TASK TO CARRY OUT
Rewrite each of the rows below, swapping "green shrub" for "green bush" and leaving everything else the same.
## Begin GIVEN RECORDS
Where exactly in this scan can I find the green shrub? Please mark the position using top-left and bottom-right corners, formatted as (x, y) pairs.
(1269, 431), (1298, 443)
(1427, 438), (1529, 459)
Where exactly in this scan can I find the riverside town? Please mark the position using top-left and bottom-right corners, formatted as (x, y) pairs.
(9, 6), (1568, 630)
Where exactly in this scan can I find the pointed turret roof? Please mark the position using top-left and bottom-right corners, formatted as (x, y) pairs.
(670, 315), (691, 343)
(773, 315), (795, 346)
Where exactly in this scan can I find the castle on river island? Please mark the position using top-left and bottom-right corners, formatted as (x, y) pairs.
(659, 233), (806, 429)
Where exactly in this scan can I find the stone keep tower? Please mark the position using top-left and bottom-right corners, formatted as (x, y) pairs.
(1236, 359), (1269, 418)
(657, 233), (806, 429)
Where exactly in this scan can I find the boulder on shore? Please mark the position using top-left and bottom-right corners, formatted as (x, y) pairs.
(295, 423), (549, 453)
## End GIVEN RECORDS
FINAL ANSWER
Where exactly in this scan can I find the green bush? Please mark the position using top-left and bottom-right corners, formatted as (x, y) pairs.
(1269, 431), (1298, 443)
(1427, 438), (1529, 459)
Where exactly in this scan can I find the riverside town? Please mark the position using top-left and bottom-right corners, formatted as (x, y) pairs.
(9, 6), (1568, 630)
Where exactly in this scan can I find the pointed turret roof? Please mark the position using top-left and bottom-right corners, formatted as (x, y) pairs.
(670, 315), (691, 343)
(773, 315), (795, 346)
Where exactly in this scan can I find the castle on river island? Please mark the position using top-left and bottom-right corners, formatted as (x, y) pairs.
(659, 233), (806, 429)
Where exactly in this scan can I find the stone keep tower? Please mark the position using top-left and bottom-right corners, formatted as (x, y) pairs.
(1236, 359), (1269, 418)
(657, 233), (806, 429)
Where exactly in this scan can I find the boulder on shore? Please mark the position using top-left and bottom-right corners, formatted as (x, y) pairs.
(295, 423), (549, 453)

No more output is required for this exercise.